Fam Pract Manag. 2008;15(6):42

Author disclosure: nothing to disclose. Patient names have been changed.

My neighbor AJ, who is a patient of mine and an avid fisherman, called to say he had some salmon for us. “Come on over, I've just finished cleaning them,” he said.

Being prone to seasickness and loving fresh salmon, I was glad AJ always caught fish … and shared them with his friends. We already had a freezer full, but you never can have too much salmon, or so my wife says. After loading me up with fillets, AJ said, “You know, my leg has been hurting me pretty badly. The pain starts in my hip and travels down to my knee. Sometimes I can barely walk.”

“I'm sorry,” I said. “How long has it been going on?”

“Four months,” AJ said. “I was waiting for salmon season to end before I made an appointment with you.”

AJ was a year overdue for his physical besides, so I insisted he come in. He was there the next week, and he had all the signs of a nerve root compression – a diminished knee jerk, a calf circumference discrepancy and decreased strength in the affected leg. The only other positive finding was asymptomatic microscopic hematuria. I scheduled him for an MRI, urine studies and a CT.

*LISTED ENTRIES:*

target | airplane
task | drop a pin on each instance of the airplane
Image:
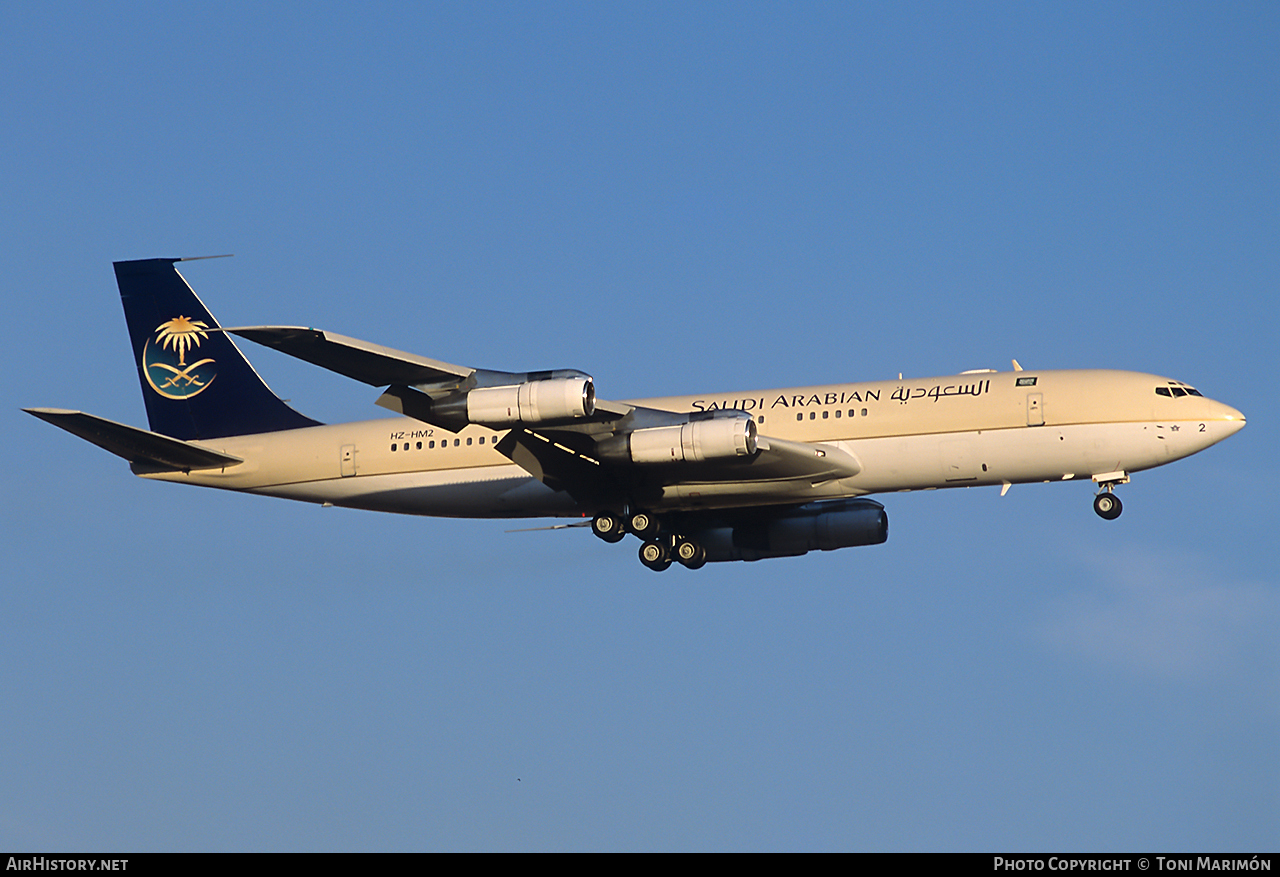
(708, 478)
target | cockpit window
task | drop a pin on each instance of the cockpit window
(1176, 388)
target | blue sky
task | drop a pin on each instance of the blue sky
(673, 199)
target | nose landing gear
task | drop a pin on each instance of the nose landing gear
(1107, 506)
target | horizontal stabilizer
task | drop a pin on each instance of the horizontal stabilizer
(138, 446)
(360, 360)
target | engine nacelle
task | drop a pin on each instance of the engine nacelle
(720, 438)
(822, 526)
(533, 402)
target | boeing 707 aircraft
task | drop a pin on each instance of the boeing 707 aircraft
(731, 476)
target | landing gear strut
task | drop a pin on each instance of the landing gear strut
(608, 526)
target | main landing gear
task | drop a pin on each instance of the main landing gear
(659, 549)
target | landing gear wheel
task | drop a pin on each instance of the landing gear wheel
(643, 524)
(608, 526)
(1107, 506)
(690, 553)
(654, 556)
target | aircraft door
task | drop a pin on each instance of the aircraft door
(1034, 409)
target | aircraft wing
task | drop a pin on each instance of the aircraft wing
(360, 360)
(583, 455)
(144, 450)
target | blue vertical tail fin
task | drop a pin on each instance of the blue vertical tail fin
(195, 380)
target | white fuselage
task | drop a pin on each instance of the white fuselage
(963, 430)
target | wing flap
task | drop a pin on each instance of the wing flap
(144, 448)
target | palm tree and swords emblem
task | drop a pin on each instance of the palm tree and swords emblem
(181, 380)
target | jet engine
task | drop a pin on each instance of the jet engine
(818, 526)
(533, 402)
(720, 438)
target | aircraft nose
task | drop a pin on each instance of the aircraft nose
(1233, 419)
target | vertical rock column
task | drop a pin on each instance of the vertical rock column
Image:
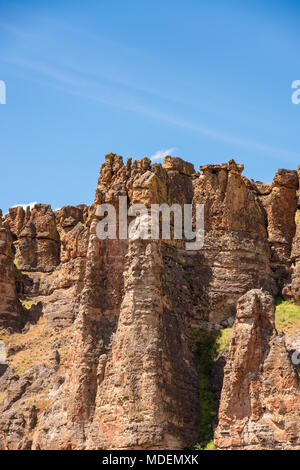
(10, 309)
(259, 407)
(281, 205)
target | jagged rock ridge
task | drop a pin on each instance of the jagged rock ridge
(119, 369)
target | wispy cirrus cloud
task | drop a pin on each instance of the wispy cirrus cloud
(81, 87)
(160, 154)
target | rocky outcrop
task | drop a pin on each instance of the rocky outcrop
(259, 407)
(109, 324)
(10, 308)
(281, 205)
(236, 253)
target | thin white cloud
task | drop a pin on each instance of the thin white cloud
(127, 103)
(160, 154)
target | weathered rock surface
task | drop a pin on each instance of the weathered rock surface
(259, 407)
(10, 308)
(107, 323)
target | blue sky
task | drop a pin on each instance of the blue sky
(210, 80)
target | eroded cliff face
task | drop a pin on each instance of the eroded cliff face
(259, 405)
(108, 325)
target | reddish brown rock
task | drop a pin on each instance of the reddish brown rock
(259, 407)
(129, 379)
(281, 205)
(235, 256)
(10, 309)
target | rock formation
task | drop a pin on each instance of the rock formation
(109, 325)
(259, 407)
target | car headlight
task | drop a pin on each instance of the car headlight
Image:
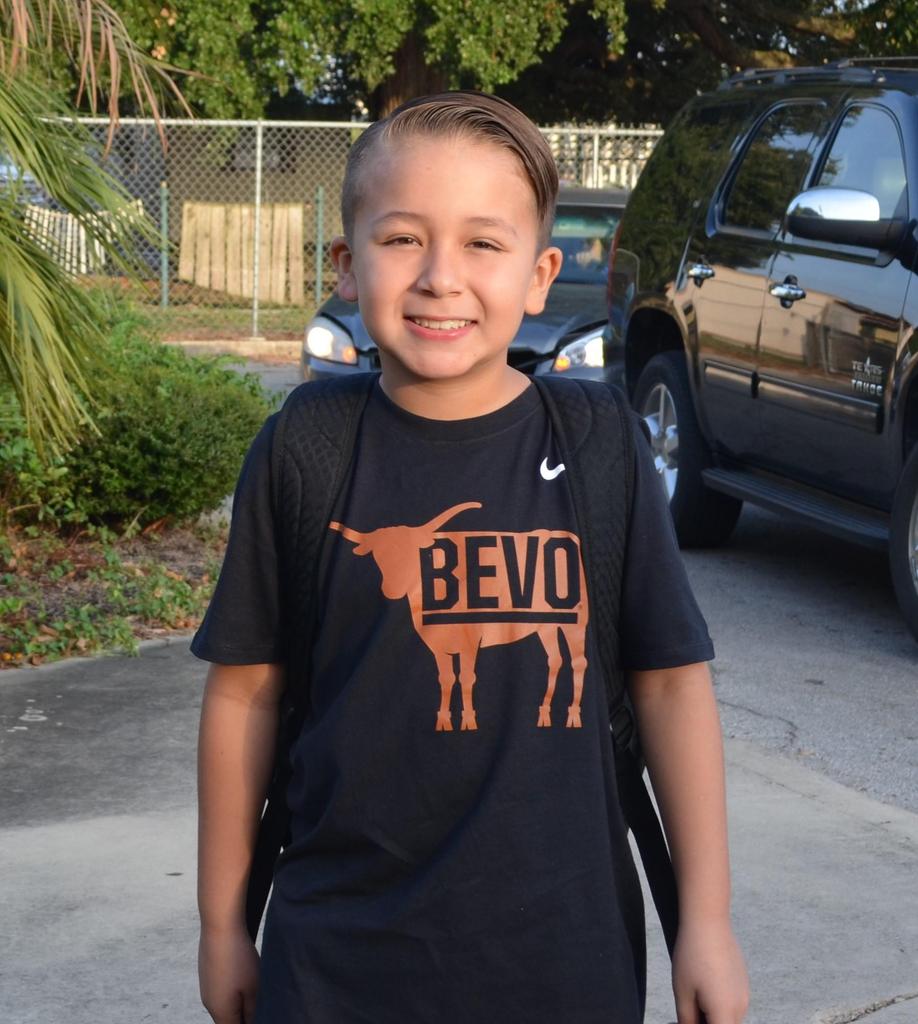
(328, 340)
(586, 351)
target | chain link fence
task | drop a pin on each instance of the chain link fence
(246, 211)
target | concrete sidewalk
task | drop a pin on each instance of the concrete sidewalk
(97, 863)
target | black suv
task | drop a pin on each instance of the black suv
(763, 290)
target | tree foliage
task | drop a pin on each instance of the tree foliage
(48, 326)
(559, 59)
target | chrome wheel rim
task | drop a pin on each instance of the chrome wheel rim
(913, 543)
(659, 412)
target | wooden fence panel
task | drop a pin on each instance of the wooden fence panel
(218, 244)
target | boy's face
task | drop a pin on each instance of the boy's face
(445, 258)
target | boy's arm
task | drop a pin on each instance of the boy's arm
(679, 731)
(236, 747)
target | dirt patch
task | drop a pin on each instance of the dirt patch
(78, 595)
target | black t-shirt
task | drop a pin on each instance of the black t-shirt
(458, 851)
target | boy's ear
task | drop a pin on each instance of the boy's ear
(342, 260)
(547, 267)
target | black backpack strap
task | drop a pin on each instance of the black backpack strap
(595, 437)
(311, 453)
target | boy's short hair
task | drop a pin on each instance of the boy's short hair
(477, 116)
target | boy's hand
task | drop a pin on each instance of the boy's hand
(708, 976)
(227, 973)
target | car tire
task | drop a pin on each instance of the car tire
(702, 517)
(904, 542)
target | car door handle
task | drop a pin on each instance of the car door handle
(789, 292)
(700, 271)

*HOW TO COMPLETE THIS TASK:* List the signs of nerve root compression that the case account says AJ had at his visit.

*RESULT:*
- A diminished knee jerk
- A calf circumference discrepancy
- Decreased strength in the affected leg